__WHAT NEEDS TO BE DONE__
Retype everything from the start of the material down to the line containing "x=454 y=242", both ends included, without changing a character. Leave the pictures out of your copy.
## Start RECORD SET
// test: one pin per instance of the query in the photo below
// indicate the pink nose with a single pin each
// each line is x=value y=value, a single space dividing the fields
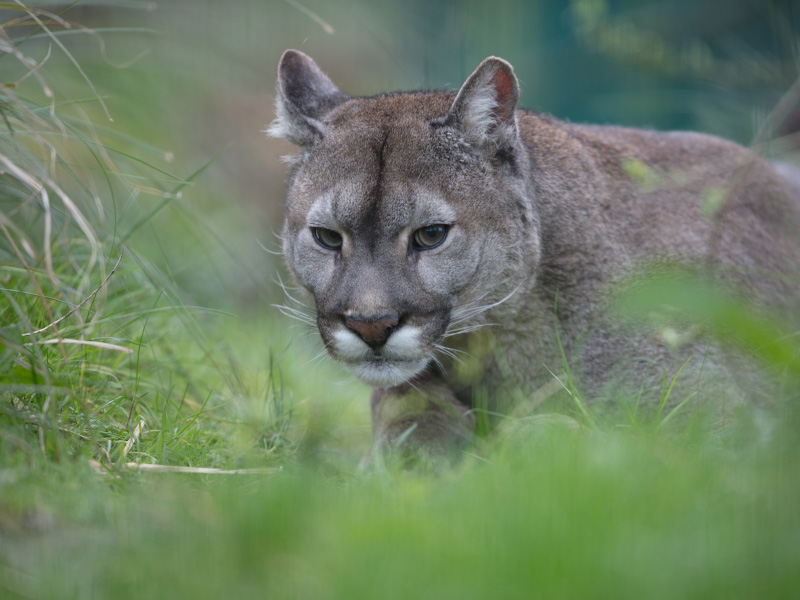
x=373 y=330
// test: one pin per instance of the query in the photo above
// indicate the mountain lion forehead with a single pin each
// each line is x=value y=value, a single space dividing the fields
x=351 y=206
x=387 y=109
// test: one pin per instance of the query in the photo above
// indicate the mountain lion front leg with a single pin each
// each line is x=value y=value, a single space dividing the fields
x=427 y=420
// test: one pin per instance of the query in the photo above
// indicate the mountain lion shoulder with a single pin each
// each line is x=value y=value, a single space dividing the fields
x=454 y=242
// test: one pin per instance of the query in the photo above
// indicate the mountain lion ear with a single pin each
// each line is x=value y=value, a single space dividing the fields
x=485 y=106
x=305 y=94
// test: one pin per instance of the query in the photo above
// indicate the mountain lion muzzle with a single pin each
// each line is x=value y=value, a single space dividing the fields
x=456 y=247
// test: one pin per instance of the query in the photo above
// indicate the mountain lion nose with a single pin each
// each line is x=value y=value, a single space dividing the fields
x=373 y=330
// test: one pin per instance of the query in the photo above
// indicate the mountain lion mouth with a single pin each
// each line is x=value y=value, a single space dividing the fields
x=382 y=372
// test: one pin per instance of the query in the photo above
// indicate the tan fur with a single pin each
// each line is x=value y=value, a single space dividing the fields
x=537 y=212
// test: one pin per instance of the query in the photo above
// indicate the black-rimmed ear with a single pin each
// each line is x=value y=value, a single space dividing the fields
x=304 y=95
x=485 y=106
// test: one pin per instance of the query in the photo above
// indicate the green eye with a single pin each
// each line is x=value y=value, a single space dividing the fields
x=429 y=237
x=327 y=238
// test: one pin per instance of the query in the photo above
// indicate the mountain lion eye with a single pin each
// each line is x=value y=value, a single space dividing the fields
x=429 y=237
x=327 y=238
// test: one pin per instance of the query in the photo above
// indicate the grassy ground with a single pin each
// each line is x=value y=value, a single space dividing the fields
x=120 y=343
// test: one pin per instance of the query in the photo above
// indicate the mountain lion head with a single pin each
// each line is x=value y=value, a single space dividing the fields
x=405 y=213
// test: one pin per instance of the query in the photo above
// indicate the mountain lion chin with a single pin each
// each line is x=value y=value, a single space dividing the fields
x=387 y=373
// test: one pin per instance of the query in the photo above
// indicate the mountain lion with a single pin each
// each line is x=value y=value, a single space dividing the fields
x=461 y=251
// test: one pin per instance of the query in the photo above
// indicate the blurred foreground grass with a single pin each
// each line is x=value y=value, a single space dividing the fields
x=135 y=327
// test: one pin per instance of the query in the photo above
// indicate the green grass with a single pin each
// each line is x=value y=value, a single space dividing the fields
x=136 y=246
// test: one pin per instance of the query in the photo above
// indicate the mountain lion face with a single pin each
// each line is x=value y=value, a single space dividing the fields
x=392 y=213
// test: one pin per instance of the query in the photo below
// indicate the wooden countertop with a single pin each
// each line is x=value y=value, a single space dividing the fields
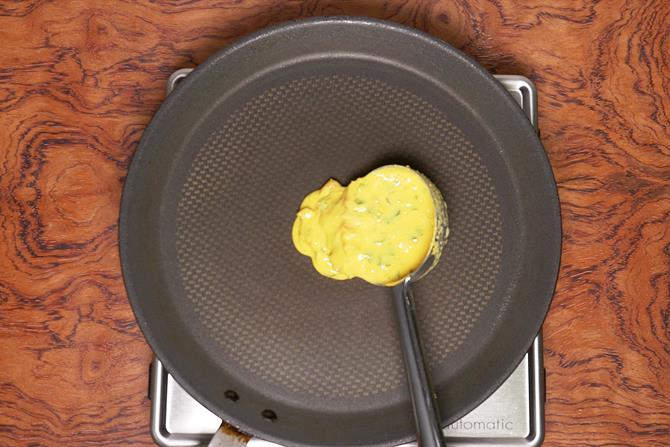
## End RECORD SET
__ANSWER TO THE TASK__
// test: one pin per instance of the query in the photo below
// indicate the pink nose with a single pin each
// each line is x=value y=value, a single space dividing the fields
x=373 y=330
// test: one pin per instance of the query in the photo above
// indicate the mountain lion forehead with a single pin each
// each line is x=value y=value, a single space dividing the fields
x=351 y=206
x=387 y=109
// test: one pin per instance of the query in the photo above
// indicate the mountain lion front leg with a single pin each
// each line is x=value y=value, a single space dividing the fields
x=427 y=420
// test: one pin per instance of the query in the photo above
// indicate the mountain lion shoulder with a single pin each
// each line is x=value y=value, a single space dividing the fields
x=454 y=242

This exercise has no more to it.